(Raw rows)
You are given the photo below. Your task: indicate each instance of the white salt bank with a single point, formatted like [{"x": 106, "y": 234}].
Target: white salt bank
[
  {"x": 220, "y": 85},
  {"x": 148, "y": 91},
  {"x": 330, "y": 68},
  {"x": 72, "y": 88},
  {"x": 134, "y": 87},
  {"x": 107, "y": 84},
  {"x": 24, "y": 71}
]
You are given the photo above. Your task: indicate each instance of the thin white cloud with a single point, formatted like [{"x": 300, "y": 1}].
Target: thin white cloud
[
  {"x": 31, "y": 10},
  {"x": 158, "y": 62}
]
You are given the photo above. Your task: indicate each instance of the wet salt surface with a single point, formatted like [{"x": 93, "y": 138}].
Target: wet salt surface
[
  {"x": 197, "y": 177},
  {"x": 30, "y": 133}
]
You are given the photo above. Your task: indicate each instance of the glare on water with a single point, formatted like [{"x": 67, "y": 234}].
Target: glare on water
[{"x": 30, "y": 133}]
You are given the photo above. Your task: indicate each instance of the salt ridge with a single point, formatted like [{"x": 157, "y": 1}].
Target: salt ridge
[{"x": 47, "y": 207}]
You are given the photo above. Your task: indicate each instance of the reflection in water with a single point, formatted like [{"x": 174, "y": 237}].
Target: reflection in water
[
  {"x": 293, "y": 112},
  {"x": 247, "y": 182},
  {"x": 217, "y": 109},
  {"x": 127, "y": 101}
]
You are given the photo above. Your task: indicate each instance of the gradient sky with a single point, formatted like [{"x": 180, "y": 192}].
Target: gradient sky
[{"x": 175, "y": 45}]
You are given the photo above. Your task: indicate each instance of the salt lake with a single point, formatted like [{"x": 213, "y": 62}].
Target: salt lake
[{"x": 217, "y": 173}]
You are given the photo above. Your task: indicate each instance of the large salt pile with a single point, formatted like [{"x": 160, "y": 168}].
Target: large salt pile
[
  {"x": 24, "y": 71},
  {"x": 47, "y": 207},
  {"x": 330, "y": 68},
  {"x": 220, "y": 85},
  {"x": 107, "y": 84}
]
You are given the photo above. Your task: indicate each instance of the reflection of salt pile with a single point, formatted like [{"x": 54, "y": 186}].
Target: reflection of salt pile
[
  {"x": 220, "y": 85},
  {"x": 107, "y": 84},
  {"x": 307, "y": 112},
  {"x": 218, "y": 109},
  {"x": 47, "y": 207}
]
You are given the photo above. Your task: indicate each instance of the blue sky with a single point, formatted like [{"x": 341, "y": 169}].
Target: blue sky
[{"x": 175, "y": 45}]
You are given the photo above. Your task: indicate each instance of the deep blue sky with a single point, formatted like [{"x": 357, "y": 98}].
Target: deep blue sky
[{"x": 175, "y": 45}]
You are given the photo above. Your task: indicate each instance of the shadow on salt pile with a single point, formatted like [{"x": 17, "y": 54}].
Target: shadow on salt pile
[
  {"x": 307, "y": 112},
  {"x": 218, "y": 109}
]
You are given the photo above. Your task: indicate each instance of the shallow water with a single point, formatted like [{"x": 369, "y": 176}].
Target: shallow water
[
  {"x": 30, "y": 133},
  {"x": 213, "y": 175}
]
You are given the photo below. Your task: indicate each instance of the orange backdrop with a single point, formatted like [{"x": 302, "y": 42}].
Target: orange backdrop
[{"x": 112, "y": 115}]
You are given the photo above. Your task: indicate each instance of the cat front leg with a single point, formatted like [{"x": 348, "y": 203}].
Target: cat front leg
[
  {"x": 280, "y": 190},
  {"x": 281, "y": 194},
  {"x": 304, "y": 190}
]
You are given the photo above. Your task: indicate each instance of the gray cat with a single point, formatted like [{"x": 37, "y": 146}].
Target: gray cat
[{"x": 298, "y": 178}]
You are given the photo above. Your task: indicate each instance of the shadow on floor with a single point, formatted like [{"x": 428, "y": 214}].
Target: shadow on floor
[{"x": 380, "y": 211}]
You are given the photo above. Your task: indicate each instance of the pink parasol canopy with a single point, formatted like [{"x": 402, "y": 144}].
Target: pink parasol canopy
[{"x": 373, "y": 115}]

◆ Problem description:
Copy out all of the rows above verbatim, leaving every character unchanged.

◆ Result for this exercise:
You are given the photo below. Your task: indicate each instance of the white salt bank with a single point, formatted like [{"x": 106, "y": 234}].
Target: white salt bank
[
  {"x": 220, "y": 85},
  {"x": 148, "y": 91},
  {"x": 330, "y": 68},
  {"x": 72, "y": 88},
  {"x": 134, "y": 87},
  {"x": 107, "y": 84},
  {"x": 24, "y": 71}
]
You are given the photo above. Your task: indicate each instance of the thin white cloud with a single point, formatted like [{"x": 300, "y": 1}].
Target: thin white cloud
[
  {"x": 31, "y": 10},
  {"x": 158, "y": 62}
]
You are given the photo above. Your task: indicate each instance of the wet salt surface with a single point, formatted like [{"x": 93, "y": 138}].
Target: wet salt surface
[
  {"x": 197, "y": 177},
  {"x": 30, "y": 133}
]
You are given the photo above. Your task: indicate each instance of the glare on water with a single point, formatted like [{"x": 67, "y": 234}].
Target: glare on water
[{"x": 30, "y": 133}]
You are given the photo above. Your task: indicate each instance of the salt ridge with a single point, formatted like [{"x": 157, "y": 1}].
Target: salt ridge
[{"x": 47, "y": 207}]
You are given the photo above. Your task: indicate each instance of the reflection in water with a single point, formatted like [{"x": 174, "y": 237}].
Target: reflection in water
[
  {"x": 293, "y": 112},
  {"x": 247, "y": 182},
  {"x": 217, "y": 109},
  {"x": 127, "y": 101}
]
You are given the photo above. Your task: indicate each instance of the gradient sky with a single point, formatted like [{"x": 180, "y": 192}].
Target: gradient sky
[{"x": 175, "y": 45}]
You are given the photo above. Your task: indicate each instance of the salt lake with a single point, formatted like [{"x": 213, "y": 62}].
Target: salt lake
[{"x": 217, "y": 173}]
You are given the photo above. Your task: indicate each instance of the large salt pile with a single point, formatted like [{"x": 160, "y": 168}].
Target: large salt pile
[
  {"x": 24, "y": 71},
  {"x": 47, "y": 207},
  {"x": 330, "y": 68},
  {"x": 220, "y": 85},
  {"x": 107, "y": 84}
]
You are given the photo above. Your task: indicate each instance of the reflection of salt pile with a single point, formatted like [{"x": 54, "y": 186}].
Target: reflection of salt pile
[
  {"x": 220, "y": 85},
  {"x": 107, "y": 84},
  {"x": 307, "y": 112},
  {"x": 218, "y": 109},
  {"x": 47, "y": 207}
]
You are given the photo above. Your task: indicate each instance of the blue sky with a single point, formatted like [{"x": 341, "y": 169}].
Target: blue sky
[{"x": 175, "y": 45}]
You are given the photo above. Your task: indicate each instance of the deep blue sky with a single point, formatted like [{"x": 357, "y": 98}].
Target: deep blue sky
[{"x": 175, "y": 45}]
You are given the photo above. Your task: indicate each instance of the shadow on salt pile with a single point, formatted like [{"x": 17, "y": 54}].
Target: shadow on salt pile
[
  {"x": 307, "y": 112},
  {"x": 218, "y": 109}
]
You are given the photo above. Your task: indicate each instance of the shallow water with a single point, formatted like [{"x": 369, "y": 176}].
Target: shallow water
[
  {"x": 30, "y": 133},
  {"x": 213, "y": 175}
]
You are given the photo below. Your task: indicate each instance of the orange backdrop with a single point, formatted like [{"x": 302, "y": 42}].
Target: orange backdrop
[{"x": 112, "y": 115}]
You are given the photo above. Your task: indicate each instance of the cat front leg with a single point, formatted like [{"x": 348, "y": 203}].
Target: cat front leg
[
  {"x": 280, "y": 190},
  {"x": 281, "y": 194},
  {"x": 304, "y": 190}
]
You are given the photo above. Your task: indicate each instance of the gray cat with a single point, formatted like [{"x": 37, "y": 146}].
Target: gray cat
[{"x": 298, "y": 178}]
You are given the photo above. Your task: indicate each instance of the shadow on floor with a single point, formatted like [{"x": 428, "y": 214}].
Target: shadow on floor
[{"x": 380, "y": 211}]
You are given the photo above. Your task: indicate each instance of the pink parasol canopy with a single point, formatted like [{"x": 402, "y": 144}].
Target: pink parasol canopy
[{"x": 373, "y": 115}]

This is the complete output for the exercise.